Directive. Quote every one of the rows below word for word, keeping their order.

Given data.
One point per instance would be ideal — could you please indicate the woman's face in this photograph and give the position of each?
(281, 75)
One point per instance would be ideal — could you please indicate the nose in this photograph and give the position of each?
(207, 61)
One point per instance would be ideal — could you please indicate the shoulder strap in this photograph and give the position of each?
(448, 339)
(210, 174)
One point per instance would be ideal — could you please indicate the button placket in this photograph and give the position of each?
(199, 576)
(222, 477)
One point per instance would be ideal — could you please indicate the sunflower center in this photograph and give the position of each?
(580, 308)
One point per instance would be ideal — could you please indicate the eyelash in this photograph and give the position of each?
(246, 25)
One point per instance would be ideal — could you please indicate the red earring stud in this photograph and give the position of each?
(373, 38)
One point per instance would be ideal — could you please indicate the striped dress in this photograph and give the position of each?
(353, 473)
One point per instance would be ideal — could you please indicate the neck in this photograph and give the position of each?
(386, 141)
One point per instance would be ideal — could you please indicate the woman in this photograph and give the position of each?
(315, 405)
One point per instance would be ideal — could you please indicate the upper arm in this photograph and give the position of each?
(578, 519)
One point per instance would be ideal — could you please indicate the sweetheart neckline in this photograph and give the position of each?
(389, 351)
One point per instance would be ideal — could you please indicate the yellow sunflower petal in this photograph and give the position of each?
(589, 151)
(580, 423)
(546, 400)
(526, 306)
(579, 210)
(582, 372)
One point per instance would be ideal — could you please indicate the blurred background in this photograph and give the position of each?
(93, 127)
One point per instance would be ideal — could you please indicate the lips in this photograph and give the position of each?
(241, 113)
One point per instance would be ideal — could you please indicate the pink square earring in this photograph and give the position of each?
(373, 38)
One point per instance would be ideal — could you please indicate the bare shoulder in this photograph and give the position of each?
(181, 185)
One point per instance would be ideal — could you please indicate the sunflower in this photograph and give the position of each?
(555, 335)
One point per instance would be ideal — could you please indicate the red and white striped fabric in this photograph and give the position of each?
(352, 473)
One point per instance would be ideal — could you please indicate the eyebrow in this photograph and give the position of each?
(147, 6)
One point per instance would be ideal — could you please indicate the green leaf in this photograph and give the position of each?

Solution to this problem.
One point per instance would be ideal — could you please indicate the woman's face in this photograph and give the position of each?
(281, 75)
One point per instance would be ideal — could you please indicate the nose in this photograph and give the position of each?
(207, 61)
One point per instance would be ideal — could you please indicate the shoulder strap in this photograph and give the position of each?
(448, 339)
(210, 174)
One point per instance would be ideal — could you please indicate the button placket in this photograph and give the position of each?
(199, 576)
(222, 477)
One point per instance would be ideal — could you please indicate the sunflower center in this photograph and give the position of each?
(580, 308)
One point per instance would be ideal — could you please indicate the eyelash in this photograph and give the position of each?
(246, 25)
One point per instance would be ideal — could you please indicate the red earring stud in this photograph and give the position of each?
(373, 38)
One point per instance would be ideal — could you please indicate the striped dress in this photograph and give the position of each?
(353, 473)
One point per instance would be ideal — could you please indicate the neck in this photograph and give the position of each?
(386, 141)
One point per instance would be ideal — could you please indicate the woman in this photograph and give the position of each?
(315, 405)
One point per instance would be ideal — could you please indicate the upper arm in this photograph and give the position of each?
(578, 519)
One point per instance would be ideal — could you please indicate the sweetheart neckline in this photograph and give the position of each?
(389, 351)
One point per instance would be ideal — could you please indicate the yellow sunflower petal in this photograph and give the position of each?
(589, 151)
(580, 423)
(546, 400)
(526, 306)
(579, 210)
(582, 372)
One point per instance would be ideal — could you please indicate the blurred background in this photograph and give the position of each?
(93, 127)
One point per instance would be ideal — could you please indicate the lips in this photograph and give the position of each?
(241, 113)
One point per instance would be ideal — could you please indicate the pink square earring in this photograph and give the position of each?
(373, 38)
One point per instance would be ideal — could you please indicate the bare shoulder in this photograph and give the position of each?
(181, 185)
One point per instance would be ideal — could you please indicate the sunflower in this photograph and give the position of each?
(555, 335)
One point per instance would be ideal — could you please indicate the red and white striped fabric in this photograph and give the position of each?
(352, 473)
One point per instance would be ideal — could you please indicate the eyebrow in this photograph and give the position of each?
(147, 6)
One point per instance would be ideal — could you please indicate the green leaf in this photograph and give the position of each?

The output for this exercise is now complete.